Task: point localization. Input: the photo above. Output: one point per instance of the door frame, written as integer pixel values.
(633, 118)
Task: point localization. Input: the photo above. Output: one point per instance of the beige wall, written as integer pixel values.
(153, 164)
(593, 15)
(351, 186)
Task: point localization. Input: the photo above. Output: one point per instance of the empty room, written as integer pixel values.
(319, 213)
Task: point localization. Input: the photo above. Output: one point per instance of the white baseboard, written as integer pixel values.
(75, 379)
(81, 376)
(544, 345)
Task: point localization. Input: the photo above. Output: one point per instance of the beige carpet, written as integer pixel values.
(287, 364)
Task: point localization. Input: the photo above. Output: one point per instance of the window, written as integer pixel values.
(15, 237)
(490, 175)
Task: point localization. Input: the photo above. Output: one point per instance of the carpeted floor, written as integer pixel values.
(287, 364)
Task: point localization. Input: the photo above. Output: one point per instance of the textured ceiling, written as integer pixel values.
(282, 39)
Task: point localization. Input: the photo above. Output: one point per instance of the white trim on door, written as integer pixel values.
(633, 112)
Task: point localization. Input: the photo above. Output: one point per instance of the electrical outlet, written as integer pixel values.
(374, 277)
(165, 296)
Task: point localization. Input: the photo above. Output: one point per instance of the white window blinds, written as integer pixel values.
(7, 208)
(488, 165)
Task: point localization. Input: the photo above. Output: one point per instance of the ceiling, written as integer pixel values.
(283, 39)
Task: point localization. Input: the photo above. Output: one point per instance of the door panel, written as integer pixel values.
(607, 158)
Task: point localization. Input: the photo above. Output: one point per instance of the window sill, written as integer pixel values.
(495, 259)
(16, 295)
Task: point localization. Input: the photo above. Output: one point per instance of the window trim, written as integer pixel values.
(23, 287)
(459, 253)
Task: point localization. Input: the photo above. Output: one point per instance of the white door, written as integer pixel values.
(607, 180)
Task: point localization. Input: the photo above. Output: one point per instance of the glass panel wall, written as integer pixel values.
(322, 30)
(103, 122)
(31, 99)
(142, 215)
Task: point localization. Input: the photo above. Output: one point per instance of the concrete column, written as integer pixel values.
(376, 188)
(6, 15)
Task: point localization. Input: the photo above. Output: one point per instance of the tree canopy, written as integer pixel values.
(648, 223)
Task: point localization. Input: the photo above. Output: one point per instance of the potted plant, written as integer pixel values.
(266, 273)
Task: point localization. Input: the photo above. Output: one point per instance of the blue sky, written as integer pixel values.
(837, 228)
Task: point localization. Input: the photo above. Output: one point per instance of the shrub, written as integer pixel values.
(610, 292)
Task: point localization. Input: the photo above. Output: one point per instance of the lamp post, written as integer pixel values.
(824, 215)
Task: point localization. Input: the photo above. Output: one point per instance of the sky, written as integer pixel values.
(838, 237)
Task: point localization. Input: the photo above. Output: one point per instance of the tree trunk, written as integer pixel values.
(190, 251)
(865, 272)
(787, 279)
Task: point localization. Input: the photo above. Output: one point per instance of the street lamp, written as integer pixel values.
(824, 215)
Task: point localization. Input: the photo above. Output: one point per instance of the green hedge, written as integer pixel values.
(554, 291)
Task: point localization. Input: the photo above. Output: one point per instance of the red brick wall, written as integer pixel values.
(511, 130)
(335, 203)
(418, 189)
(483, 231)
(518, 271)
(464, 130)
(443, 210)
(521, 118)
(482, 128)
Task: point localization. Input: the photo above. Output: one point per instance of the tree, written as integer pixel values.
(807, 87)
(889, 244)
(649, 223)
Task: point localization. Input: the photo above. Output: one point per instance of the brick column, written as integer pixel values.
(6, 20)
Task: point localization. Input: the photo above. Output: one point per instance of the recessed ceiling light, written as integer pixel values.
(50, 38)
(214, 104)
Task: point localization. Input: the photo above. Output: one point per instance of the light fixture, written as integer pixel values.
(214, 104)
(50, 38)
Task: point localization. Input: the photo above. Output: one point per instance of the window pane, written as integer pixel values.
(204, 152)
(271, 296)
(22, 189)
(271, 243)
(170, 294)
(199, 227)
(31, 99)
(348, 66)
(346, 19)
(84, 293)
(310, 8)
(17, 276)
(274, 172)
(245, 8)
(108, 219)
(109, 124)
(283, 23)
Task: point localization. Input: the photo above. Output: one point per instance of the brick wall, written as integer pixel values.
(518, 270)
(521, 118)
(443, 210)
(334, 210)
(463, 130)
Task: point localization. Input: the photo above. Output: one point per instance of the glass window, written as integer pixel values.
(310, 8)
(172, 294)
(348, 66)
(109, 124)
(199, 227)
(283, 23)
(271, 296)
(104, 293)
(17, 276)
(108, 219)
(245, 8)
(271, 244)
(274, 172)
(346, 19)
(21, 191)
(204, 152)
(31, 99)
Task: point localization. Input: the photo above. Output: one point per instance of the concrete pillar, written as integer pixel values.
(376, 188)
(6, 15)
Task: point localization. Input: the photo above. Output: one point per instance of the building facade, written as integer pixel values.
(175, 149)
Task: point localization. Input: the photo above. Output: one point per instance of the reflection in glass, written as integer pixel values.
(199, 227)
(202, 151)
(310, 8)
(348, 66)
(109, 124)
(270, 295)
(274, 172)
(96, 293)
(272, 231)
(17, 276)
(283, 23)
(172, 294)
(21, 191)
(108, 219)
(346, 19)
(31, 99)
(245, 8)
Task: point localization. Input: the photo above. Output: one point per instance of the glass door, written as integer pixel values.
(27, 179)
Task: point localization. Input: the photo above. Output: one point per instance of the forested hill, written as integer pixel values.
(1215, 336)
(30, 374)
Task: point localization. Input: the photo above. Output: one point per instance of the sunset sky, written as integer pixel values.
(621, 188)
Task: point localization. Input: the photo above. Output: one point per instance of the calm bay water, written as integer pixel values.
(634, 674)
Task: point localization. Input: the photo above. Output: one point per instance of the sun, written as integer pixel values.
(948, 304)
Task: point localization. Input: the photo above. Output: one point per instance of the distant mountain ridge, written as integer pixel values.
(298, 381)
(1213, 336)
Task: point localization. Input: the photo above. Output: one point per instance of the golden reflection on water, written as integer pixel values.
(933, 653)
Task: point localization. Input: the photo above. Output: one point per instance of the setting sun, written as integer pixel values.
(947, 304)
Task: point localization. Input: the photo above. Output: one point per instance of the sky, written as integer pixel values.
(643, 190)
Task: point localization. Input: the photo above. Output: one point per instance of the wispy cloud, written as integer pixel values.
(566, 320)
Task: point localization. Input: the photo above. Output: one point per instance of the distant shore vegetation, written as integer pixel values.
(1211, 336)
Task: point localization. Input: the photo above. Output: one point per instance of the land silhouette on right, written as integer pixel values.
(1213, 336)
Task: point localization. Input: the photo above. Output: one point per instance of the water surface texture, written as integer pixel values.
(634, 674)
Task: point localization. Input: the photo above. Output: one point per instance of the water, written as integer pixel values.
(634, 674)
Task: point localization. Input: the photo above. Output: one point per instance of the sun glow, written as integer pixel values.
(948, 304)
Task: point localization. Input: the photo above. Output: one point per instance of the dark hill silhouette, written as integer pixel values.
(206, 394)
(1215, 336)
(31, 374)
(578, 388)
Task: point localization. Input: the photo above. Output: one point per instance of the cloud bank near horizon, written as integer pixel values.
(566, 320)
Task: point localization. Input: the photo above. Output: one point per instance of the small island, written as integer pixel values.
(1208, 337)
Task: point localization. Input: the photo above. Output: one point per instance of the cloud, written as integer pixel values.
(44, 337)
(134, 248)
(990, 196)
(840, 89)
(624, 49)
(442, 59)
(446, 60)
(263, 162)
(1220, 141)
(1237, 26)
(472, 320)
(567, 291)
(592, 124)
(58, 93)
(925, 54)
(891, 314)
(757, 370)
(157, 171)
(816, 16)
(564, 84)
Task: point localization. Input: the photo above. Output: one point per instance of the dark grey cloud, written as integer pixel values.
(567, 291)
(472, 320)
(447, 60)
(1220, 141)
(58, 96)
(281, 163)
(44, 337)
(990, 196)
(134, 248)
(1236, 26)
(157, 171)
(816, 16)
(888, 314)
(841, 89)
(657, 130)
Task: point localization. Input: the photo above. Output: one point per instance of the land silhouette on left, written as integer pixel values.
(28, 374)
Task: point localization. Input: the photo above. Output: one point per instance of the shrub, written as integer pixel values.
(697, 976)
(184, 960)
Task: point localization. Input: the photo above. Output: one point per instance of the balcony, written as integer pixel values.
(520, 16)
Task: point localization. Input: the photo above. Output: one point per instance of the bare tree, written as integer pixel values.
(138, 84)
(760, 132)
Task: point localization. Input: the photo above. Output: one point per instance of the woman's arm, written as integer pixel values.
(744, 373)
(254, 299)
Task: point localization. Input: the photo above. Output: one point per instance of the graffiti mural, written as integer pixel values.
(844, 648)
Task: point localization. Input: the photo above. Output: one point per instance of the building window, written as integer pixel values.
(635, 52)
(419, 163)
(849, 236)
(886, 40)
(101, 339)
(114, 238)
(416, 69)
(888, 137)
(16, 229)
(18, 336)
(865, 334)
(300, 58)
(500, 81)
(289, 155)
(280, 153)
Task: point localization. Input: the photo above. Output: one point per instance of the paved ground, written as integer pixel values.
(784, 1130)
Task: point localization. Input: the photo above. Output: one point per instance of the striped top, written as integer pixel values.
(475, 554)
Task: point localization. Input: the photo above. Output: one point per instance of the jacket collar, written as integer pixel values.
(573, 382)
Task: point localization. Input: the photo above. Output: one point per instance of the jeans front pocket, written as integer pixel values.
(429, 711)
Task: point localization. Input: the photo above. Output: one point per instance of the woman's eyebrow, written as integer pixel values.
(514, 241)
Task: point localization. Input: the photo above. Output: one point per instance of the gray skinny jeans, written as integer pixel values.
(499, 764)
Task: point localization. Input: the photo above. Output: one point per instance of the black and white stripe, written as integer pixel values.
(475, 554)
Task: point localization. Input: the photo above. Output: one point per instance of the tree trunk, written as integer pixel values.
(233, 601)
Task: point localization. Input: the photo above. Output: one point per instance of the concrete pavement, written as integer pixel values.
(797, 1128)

───

Exercise aim:
Beginning at the line where "jeans, written as integer pixel values." appears, extract each line through the end of the data above; keep them exact and include nothing else.

Answer to the exercise:
Task: point localization. Input: the photo above. Output: one point per instance of the gray skinny jeans, written as integer pixel values.
(499, 764)
Task: point localization. Input: the photo above. Output: one point per instance of the black and white stripe, written as integer pixel values.
(475, 554)
Task: point localization. Input: the photo above. Output: one point per instance of the tree trunk, written as integer pixel values.
(233, 601)
Task: point localization. Input: the photo above. Output: one point per instance of the concrete pavement, written as integer pixel values.
(797, 1128)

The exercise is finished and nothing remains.